▸ Work task:
Beginning with the line where "Mark the region" appears, repeat every remaining line of the entries exactly, the last line included.

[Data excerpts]
• • •

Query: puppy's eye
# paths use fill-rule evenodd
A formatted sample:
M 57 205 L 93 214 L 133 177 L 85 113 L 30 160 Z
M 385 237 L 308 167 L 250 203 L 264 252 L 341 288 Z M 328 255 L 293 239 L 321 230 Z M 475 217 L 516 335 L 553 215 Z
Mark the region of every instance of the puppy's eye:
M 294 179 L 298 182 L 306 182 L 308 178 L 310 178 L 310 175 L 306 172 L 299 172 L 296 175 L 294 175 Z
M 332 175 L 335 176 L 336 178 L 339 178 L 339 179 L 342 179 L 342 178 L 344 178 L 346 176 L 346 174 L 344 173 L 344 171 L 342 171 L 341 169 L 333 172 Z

• • •

▸ Exercise output:
Mark the region of every instance of the puppy's eye:
M 294 179 L 298 182 L 306 182 L 308 178 L 310 178 L 310 175 L 306 172 L 299 172 L 296 175 L 294 175 Z
M 332 175 L 335 176 L 336 178 L 339 178 L 339 179 L 342 179 L 342 178 L 344 178 L 346 176 L 346 174 L 344 173 L 344 171 L 342 171 L 341 169 L 333 172 Z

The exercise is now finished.